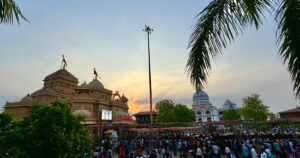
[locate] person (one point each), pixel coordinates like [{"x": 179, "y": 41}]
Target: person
[
  {"x": 204, "y": 151},
  {"x": 96, "y": 153},
  {"x": 227, "y": 152},
  {"x": 245, "y": 151},
  {"x": 121, "y": 152},
  {"x": 254, "y": 153},
  {"x": 100, "y": 154},
  {"x": 232, "y": 154},
  {"x": 153, "y": 154},
  {"x": 267, "y": 150},
  {"x": 147, "y": 155},
  {"x": 263, "y": 155},
  {"x": 216, "y": 151},
  {"x": 199, "y": 152},
  {"x": 276, "y": 148},
  {"x": 166, "y": 154}
]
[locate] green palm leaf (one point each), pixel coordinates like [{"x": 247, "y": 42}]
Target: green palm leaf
[
  {"x": 9, "y": 11},
  {"x": 288, "y": 31},
  {"x": 217, "y": 26}
]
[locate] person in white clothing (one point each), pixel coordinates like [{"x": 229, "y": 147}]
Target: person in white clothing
[
  {"x": 263, "y": 155},
  {"x": 254, "y": 153},
  {"x": 227, "y": 151},
  {"x": 199, "y": 152}
]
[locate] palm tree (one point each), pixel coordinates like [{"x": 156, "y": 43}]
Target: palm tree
[
  {"x": 223, "y": 20},
  {"x": 9, "y": 11}
]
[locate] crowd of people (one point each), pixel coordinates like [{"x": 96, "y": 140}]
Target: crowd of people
[{"x": 189, "y": 145}]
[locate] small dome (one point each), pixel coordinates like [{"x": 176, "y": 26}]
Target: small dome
[
  {"x": 27, "y": 99},
  {"x": 95, "y": 83},
  {"x": 124, "y": 98},
  {"x": 82, "y": 112},
  {"x": 84, "y": 85}
]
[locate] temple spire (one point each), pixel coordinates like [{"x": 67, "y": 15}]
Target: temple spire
[
  {"x": 64, "y": 62},
  {"x": 96, "y": 74}
]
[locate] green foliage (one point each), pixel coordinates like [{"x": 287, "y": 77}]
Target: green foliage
[
  {"x": 169, "y": 112},
  {"x": 231, "y": 114},
  {"x": 49, "y": 131},
  {"x": 271, "y": 116},
  {"x": 288, "y": 35},
  {"x": 253, "y": 108},
  {"x": 9, "y": 11},
  {"x": 284, "y": 126},
  {"x": 221, "y": 21}
]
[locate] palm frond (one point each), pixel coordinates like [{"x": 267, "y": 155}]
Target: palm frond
[
  {"x": 9, "y": 11},
  {"x": 288, "y": 37},
  {"x": 217, "y": 26}
]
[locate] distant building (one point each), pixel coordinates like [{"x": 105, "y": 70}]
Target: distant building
[
  {"x": 204, "y": 110},
  {"x": 228, "y": 104},
  {"x": 290, "y": 114},
  {"x": 144, "y": 116}
]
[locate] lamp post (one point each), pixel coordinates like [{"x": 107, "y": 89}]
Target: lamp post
[{"x": 149, "y": 30}]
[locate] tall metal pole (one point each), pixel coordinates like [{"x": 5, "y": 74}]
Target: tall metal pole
[{"x": 149, "y": 30}]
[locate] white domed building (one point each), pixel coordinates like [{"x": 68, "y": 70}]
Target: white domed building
[{"x": 204, "y": 110}]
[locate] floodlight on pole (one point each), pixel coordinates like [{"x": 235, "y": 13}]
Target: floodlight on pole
[{"x": 149, "y": 30}]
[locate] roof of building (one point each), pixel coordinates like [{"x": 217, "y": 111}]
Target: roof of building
[
  {"x": 61, "y": 73},
  {"x": 144, "y": 113},
  {"x": 96, "y": 83},
  {"x": 291, "y": 110}
]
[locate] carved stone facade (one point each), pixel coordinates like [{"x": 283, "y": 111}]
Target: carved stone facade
[
  {"x": 85, "y": 99},
  {"x": 205, "y": 111}
]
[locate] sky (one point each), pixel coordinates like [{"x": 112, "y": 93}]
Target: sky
[{"x": 107, "y": 35}]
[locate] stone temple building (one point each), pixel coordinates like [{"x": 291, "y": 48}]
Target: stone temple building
[
  {"x": 228, "y": 104},
  {"x": 205, "y": 111},
  {"x": 88, "y": 99}
]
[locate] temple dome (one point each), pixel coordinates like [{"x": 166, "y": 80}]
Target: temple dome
[
  {"x": 84, "y": 85},
  {"x": 96, "y": 83},
  {"x": 27, "y": 99},
  {"x": 62, "y": 73}
]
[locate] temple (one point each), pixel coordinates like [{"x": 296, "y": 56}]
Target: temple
[
  {"x": 98, "y": 104},
  {"x": 205, "y": 111}
]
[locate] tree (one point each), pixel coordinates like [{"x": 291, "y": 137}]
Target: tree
[
  {"x": 48, "y": 131},
  {"x": 169, "y": 112},
  {"x": 231, "y": 114},
  {"x": 253, "y": 108},
  {"x": 222, "y": 21},
  {"x": 9, "y": 11}
]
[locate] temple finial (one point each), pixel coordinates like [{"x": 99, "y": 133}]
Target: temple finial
[{"x": 64, "y": 62}]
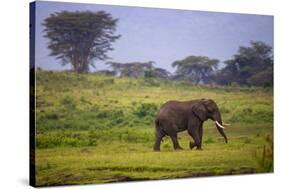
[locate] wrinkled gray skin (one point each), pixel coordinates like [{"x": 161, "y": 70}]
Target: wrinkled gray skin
[{"x": 175, "y": 116}]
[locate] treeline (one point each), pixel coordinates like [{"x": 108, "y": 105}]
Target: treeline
[
  {"x": 82, "y": 37},
  {"x": 250, "y": 66}
]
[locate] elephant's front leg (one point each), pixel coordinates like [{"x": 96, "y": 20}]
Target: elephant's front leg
[
  {"x": 195, "y": 134},
  {"x": 200, "y": 137},
  {"x": 175, "y": 142}
]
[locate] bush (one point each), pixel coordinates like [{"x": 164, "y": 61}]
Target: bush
[{"x": 68, "y": 102}]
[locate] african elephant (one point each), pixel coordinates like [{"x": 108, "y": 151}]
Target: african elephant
[{"x": 176, "y": 116}]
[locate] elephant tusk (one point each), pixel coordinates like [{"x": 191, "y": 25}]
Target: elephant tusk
[{"x": 218, "y": 124}]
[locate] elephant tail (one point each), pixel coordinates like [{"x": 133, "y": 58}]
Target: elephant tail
[
  {"x": 159, "y": 128},
  {"x": 157, "y": 123}
]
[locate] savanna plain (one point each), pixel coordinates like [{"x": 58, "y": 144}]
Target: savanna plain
[{"x": 92, "y": 128}]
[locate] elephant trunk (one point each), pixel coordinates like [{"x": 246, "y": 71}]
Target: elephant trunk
[{"x": 220, "y": 127}]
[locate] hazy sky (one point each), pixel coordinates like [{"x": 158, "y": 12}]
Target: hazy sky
[{"x": 163, "y": 35}]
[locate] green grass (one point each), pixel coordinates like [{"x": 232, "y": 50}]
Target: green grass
[{"x": 98, "y": 129}]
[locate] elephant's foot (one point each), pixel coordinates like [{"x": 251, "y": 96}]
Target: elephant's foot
[
  {"x": 178, "y": 148},
  {"x": 199, "y": 148},
  {"x": 191, "y": 145},
  {"x": 156, "y": 149}
]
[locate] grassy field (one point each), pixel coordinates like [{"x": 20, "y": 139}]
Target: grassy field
[{"x": 99, "y": 129}]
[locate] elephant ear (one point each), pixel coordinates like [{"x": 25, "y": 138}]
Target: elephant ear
[{"x": 200, "y": 111}]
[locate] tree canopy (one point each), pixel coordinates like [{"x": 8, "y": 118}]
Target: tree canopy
[
  {"x": 195, "y": 69},
  {"x": 80, "y": 38},
  {"x": 250, "y": 66}
]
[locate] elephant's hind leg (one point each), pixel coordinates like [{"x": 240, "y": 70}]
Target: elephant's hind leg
[{"x": 158, "y": 137}]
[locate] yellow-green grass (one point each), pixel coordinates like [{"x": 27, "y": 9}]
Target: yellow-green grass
[{"x": 97, "y": 129}]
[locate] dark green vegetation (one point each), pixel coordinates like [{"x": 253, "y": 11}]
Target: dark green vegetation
[
  {"x": 79, "y": 38},
  {"x": 95, "y": 129}
]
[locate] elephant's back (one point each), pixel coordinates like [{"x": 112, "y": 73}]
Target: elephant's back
[{"x": 170, "y": 108}]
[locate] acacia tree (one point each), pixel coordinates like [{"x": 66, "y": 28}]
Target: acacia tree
[
  {"x": 251, "y": 65},
  {"x": 195, "y": 68},
  {"x": 79, "y": 38}
]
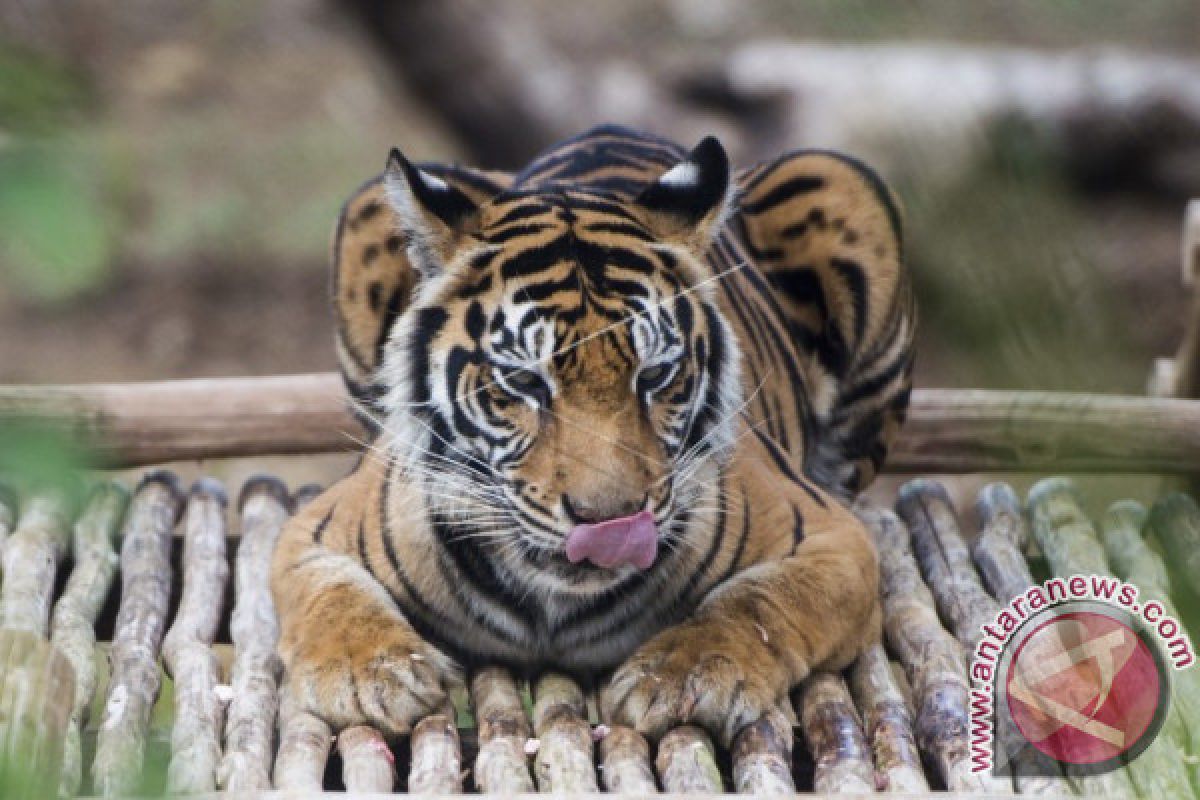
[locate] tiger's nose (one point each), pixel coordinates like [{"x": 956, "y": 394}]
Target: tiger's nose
===============
• **WHAT TO DO**
Exactly the lines from the one containing "[locate] elephant's hind" to the final line of the entries are wanted; please write them out, both ends included, but not the pictures.

• **REPLY TO THE TASK**
[locate] elephant's hind leg (one point each), pixel coordinates like [{"x": 240, "y": 70}]
Target: elephant's hind leg
[{"x": 158, "y": 137}]
[locate] yellow-green grass (one point each), pixel coordinates like [{"x": 27, "y": 9}]
Target: yellow-green grass
[{"x": 97, "y": 129}]
[locate] dark green vegetation (one point each), pixel coordinates like [{"x": 253, "y": 11}]
Target: dark green vegetation
[
  {"x": 79, "y": 38},
  {"x": 95, "y": 129}
]
[locate] elephant's back (one point each), pixel coordinates like [{"x": 112, "y": 73}]
Target: elephant's back
[{"x": 170, "y": 108}]
[locate] acacia tree (one point each), pixel coordinates like [{"x": 66, "y": 28}]
Target: acacia tree
[
  {"x": 251, "y": 65},
  {"x": 195, "y": 68},
  {"x": 79, "y": 38}
]
[locate] tiger's nose (one point each), pixel coordinates like [{"x": 956, "y": 394}]
Target: tiger's nose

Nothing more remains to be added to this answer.